- **Required work**
Retype the records below word for word and omit any image.

- **Data shown**
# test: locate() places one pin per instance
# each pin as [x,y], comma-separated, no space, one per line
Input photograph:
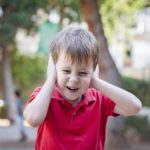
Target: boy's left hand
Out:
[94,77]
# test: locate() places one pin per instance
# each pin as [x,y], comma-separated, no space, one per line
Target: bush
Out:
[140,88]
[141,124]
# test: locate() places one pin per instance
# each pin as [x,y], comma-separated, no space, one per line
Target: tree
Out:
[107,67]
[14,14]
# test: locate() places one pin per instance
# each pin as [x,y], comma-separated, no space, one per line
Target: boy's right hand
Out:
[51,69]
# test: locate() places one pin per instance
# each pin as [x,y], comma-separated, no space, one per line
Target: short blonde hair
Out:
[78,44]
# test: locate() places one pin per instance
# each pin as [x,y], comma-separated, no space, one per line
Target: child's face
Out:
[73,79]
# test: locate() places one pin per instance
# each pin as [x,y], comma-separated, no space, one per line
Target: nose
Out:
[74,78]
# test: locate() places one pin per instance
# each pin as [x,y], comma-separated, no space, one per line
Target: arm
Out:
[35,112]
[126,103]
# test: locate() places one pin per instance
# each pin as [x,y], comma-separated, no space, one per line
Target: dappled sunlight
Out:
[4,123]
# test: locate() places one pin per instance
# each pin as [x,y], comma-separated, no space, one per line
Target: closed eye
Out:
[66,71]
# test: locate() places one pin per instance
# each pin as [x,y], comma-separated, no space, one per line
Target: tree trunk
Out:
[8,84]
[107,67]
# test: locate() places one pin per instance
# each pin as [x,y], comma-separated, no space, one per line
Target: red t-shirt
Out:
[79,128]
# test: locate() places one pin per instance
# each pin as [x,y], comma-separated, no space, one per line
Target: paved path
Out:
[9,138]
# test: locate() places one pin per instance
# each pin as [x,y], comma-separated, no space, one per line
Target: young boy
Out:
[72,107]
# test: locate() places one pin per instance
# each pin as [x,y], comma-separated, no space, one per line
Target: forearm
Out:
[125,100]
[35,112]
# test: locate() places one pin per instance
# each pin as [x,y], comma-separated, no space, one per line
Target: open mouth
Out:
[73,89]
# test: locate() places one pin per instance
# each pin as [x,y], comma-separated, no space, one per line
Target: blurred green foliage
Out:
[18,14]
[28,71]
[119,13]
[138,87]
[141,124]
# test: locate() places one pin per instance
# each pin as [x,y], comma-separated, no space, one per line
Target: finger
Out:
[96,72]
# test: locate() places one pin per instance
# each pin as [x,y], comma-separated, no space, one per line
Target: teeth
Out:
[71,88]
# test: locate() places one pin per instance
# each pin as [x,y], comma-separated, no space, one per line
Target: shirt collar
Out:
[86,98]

- **The completed task**
# test: locate() places one pin per instance
# each pin as [x,y], comma-separated, no space, one per line
Input photograph:
Target: boy's left hand
Out:
[94,77]
# test: locate() places one pin per instance
# each pin as [x,y], comma-separated, no space, one per line
Target: bush
Out:
[140,88]
[141,124]
# test: locate() places one pin per instance
# each pin as [x,y], comma-separated, no space, one per line
Target: tree
Out:
[107,67]
[14,14]
# test: locate() places one pin per instance
# each pin as [x,y], comma-separated, no space, one per line
Target: boy's right hand
Out:
[51,69]
# test: locate() places one pin per instance
# each pin as [x,y], comma-separated, no space, one per line
Target: short blonde hair
Out:
[78,44]
# test: locate() places one pin per instance
# each pin as [x,y], comma-separated, no space, one per line
Target: child's face
Out:
[73,79]
# test: locate() places one pin per instance
# each pin as [x,y], comma-separated, no space, one per line
Target: nose
Out:
[74,78]
# test: locate() places one pin per instance
# each pin as [x,y], comma-separated, no space, one per line
Target: arm
Out:
[35,112]
[126,103]
# test: locate() places one pin per instance
# each pin as [x,y], comma-separated, no space, one per line
Target: dappled sunlight
Out:
[4,123]
# test: locate() places one pin per instance
# each pin as [x,y], comma-separated, no space, one per line
Target: closed eye
Out:
[66,71]
# test: locate() places one pin per instance
# each pin as [x,y], comma-separated, no space, one per line
Target: tree trunk
Out:
[8,84]
[107,67]
# test: locate() places one pin per instance
# each pin as [x,y], comma-separated, no space, one per line
Target: red t-shirt
Out:
[79,128]
# test: locate() places one pin per instance
# each pin as [x,y], comma-separated, no space, one per line
Target: paved path
Out:
[9,138]
# test: locate() places one pin per instance
# each pin as [x,y], comma-separated, no space, one per line
Target: young boy
Out:
[72,107]
# test: locate() places one pin per instance
# each pin as [x,y], comma-separated, no space, one per line
Target: forearm
Out:
[125,100]
[35,112]
# test: locate() places one pin per instance
# each pin as [x,y], comma-separated, no space, one per line
Target: open mouth
Out:
[73,89]
# test: locate() places one pin per instance
# each pin as [x,y], comma-separated, no space, one per line
Target: blurred green foliage
Out:
[18,14]
[28,71]
[119,13]
[138,87]
[141,124]
# test: locate() places one pin per instance
# each pin as [x,y], comma-separated, no space, one per line
Target: finger
Out:
[96,72]
# test: locate() places one pin per instance
# each pin as [x,y], comma-separated, no space, one per line
Target: teeth
Out:
[71,88]
# test: locate() places one pin per instance
# each pin as [x,y], comma-separated, no space, one per line
Target: shirt collar
Out:
[86,98]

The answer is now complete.